## Input for this task
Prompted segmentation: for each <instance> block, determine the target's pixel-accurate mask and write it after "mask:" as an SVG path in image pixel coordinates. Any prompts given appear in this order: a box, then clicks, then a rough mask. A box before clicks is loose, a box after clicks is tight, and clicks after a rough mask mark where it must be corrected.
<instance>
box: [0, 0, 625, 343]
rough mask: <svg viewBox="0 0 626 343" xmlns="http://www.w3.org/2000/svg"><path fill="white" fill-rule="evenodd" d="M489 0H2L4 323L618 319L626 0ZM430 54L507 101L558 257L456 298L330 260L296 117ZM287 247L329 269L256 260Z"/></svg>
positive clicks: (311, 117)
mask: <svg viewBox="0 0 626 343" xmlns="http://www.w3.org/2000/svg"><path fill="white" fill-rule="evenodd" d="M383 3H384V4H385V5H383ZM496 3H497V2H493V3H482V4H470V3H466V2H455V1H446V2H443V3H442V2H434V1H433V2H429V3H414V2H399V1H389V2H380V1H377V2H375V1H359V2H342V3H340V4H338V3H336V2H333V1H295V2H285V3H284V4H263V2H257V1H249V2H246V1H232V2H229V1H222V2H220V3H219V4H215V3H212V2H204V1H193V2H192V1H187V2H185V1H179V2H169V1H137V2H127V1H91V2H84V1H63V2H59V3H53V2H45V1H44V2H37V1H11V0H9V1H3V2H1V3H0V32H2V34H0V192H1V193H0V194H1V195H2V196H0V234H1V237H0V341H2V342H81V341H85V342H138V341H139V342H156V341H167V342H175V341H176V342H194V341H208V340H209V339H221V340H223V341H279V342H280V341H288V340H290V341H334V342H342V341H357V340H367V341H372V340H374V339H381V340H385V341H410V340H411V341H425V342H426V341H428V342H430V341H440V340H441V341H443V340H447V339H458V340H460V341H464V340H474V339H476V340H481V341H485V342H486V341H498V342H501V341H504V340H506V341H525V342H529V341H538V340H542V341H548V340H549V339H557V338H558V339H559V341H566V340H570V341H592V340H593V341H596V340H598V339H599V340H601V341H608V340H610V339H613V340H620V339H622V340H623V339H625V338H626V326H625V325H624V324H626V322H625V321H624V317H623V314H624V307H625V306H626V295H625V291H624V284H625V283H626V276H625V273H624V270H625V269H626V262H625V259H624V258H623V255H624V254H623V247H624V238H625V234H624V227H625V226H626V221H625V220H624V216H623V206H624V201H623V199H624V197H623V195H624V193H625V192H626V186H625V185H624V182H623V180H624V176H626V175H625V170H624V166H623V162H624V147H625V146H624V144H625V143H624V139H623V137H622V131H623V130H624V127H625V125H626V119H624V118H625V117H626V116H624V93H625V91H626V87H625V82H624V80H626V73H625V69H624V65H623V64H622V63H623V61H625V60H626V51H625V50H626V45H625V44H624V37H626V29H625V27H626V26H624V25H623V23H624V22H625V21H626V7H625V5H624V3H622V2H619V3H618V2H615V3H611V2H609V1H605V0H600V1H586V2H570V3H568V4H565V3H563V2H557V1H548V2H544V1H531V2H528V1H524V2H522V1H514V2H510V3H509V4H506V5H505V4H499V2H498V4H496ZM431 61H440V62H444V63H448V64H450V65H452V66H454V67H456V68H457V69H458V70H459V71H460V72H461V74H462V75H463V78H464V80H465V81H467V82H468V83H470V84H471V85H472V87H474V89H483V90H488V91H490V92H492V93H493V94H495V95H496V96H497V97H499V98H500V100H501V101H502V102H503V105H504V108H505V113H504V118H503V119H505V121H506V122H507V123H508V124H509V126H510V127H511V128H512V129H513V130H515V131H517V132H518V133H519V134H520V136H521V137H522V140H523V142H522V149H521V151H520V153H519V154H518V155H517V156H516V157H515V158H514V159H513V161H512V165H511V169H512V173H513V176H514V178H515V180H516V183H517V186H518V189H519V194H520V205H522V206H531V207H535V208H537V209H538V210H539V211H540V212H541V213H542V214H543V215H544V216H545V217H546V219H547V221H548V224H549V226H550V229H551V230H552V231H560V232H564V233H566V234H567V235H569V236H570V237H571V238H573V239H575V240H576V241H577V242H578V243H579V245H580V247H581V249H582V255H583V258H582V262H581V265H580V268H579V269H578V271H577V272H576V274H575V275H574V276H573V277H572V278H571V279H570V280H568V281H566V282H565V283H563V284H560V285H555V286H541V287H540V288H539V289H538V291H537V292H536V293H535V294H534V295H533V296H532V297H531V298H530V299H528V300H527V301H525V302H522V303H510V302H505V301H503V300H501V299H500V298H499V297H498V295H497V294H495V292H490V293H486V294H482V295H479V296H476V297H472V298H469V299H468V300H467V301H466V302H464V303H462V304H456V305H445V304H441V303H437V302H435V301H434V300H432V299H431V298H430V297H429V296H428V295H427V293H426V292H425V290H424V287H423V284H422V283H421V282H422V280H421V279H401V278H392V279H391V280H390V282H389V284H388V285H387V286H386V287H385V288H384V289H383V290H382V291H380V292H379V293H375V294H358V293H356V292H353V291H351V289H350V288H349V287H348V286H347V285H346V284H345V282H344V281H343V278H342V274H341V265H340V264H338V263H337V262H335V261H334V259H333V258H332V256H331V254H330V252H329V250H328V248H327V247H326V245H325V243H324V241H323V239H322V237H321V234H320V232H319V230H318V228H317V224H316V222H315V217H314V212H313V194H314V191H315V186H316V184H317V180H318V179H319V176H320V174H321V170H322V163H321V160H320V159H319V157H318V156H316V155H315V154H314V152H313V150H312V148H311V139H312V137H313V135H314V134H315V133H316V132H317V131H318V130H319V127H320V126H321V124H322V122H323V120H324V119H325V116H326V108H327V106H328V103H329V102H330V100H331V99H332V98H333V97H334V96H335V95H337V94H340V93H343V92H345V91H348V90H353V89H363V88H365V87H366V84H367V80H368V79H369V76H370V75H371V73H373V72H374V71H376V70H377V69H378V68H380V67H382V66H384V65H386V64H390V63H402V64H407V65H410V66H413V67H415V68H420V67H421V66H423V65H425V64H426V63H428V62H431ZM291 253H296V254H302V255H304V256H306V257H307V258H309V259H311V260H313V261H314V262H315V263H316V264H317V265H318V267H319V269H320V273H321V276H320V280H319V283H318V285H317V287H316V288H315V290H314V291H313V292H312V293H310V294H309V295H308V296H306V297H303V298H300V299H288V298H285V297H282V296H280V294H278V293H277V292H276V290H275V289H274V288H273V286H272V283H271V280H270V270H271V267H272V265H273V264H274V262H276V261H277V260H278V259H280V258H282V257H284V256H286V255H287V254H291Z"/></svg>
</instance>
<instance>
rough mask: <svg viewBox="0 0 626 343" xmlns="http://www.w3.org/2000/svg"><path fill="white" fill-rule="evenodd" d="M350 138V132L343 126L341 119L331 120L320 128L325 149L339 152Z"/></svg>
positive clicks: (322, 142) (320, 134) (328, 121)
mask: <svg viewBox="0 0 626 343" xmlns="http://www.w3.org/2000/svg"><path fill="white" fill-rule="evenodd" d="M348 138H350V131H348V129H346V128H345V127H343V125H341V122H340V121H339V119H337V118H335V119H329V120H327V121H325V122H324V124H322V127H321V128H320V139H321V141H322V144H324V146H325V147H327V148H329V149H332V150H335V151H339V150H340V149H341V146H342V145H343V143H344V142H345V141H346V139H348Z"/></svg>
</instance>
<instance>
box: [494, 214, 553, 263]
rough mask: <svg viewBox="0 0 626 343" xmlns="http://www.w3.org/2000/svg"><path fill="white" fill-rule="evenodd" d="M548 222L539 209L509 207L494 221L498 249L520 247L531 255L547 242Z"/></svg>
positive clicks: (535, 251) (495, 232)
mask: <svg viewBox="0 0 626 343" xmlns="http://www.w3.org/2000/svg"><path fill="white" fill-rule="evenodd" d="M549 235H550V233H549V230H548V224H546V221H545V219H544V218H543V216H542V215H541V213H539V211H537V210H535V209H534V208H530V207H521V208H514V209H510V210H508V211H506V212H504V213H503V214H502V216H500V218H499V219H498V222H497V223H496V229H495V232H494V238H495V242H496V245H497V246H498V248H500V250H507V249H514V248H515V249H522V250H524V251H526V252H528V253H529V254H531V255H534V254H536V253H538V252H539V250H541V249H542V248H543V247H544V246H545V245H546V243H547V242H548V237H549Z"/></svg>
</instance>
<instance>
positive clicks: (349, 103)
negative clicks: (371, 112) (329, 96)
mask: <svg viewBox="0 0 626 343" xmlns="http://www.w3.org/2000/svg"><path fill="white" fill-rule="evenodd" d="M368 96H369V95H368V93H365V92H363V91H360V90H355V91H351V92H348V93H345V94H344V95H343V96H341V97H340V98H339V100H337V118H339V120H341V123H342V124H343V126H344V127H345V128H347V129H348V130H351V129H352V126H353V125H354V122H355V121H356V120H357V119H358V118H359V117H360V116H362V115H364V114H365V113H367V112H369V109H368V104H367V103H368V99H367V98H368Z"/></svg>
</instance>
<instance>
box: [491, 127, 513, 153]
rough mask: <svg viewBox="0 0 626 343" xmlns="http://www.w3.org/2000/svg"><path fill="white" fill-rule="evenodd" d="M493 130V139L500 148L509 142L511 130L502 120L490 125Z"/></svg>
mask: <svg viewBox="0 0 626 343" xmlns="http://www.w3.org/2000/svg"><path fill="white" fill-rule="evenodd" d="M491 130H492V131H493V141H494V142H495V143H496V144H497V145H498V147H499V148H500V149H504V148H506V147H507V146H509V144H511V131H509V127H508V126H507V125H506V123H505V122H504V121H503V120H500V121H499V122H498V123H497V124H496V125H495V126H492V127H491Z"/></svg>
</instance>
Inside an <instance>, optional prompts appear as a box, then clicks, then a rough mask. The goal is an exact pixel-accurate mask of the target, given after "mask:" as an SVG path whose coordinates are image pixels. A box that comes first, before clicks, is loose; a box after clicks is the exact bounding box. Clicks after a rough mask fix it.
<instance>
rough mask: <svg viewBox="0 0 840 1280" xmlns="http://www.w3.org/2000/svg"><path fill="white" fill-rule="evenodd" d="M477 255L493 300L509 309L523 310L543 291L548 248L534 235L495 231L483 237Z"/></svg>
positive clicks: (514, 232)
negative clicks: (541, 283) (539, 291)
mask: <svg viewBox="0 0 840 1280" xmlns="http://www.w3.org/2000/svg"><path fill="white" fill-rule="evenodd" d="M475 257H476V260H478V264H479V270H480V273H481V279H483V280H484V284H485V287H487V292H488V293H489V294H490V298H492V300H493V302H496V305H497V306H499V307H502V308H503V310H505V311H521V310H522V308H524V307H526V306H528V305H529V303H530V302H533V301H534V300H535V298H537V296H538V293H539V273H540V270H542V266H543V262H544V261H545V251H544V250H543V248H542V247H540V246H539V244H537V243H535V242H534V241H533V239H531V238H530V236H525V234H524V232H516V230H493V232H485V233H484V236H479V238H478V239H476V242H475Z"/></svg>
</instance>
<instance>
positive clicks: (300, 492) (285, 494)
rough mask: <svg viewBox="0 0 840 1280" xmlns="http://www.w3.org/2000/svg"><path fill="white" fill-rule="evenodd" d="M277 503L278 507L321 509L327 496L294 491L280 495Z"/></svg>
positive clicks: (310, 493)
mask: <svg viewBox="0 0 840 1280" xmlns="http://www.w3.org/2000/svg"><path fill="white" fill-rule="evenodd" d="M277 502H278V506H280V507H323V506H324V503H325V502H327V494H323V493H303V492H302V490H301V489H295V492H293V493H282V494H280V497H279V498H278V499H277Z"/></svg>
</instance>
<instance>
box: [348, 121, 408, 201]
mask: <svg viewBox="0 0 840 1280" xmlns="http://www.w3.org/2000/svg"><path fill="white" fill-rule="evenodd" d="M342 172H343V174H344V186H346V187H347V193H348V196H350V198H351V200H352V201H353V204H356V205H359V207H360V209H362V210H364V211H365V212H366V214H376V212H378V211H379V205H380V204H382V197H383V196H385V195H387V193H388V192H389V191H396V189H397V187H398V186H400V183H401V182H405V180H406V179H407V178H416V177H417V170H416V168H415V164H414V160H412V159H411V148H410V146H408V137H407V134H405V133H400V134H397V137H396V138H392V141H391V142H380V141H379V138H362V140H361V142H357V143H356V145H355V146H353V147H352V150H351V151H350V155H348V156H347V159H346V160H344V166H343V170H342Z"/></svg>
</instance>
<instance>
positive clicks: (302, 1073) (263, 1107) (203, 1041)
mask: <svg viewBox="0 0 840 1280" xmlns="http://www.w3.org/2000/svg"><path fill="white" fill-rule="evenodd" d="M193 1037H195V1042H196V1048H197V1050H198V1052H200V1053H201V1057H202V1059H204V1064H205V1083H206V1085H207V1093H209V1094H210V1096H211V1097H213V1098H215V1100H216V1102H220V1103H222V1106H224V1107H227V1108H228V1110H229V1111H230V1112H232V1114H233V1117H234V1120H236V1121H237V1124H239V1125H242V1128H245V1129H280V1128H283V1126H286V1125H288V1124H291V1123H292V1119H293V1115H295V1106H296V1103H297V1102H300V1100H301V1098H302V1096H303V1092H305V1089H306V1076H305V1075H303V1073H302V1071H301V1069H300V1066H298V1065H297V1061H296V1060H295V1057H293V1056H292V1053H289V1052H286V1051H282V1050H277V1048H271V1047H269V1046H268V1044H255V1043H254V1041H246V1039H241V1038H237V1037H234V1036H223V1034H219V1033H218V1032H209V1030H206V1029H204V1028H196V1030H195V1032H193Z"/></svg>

## Directions
Out of the data above, transcribe exactly and only the lines starting with the line that has "138V132L343 126L341 119L331" and going on through the line that has "box: [494, 214, 553, 263]", both included.

## Result of the exercise
rough mask: <svg viewBox="0 0 626 343" xmlns="http://www.w3.org/2000/svg"><path fill="white" fill-rule="evenodd" d="M350 138V132L343 126L341 119L331 120L320 128L325 149L339 152Z"/></svg>
positive clicks: (322, 142) (320, 134) (328, 121)
mask: <svg viewBox="0 0 626 343" xmlns="http://www.w3.org/2000/svg"><path fill="white" fill-rule="evenodd" d="M348 138H350V131H348V129H346V128H345V127H343V125H341V122H340V121H339V119H337V118H335V119H329V120H327V121H325V122H324V124H322V127H321V128H320V139H321V141H322V144H324V146H325V147H327V148H329V149H332V150H335V151H339V150H340V149H341V146H342V145H343V143H344V142H345V141H346V139H348Z"/></svg>
</instance>
<instance>
box: [494, 214, 553, 263]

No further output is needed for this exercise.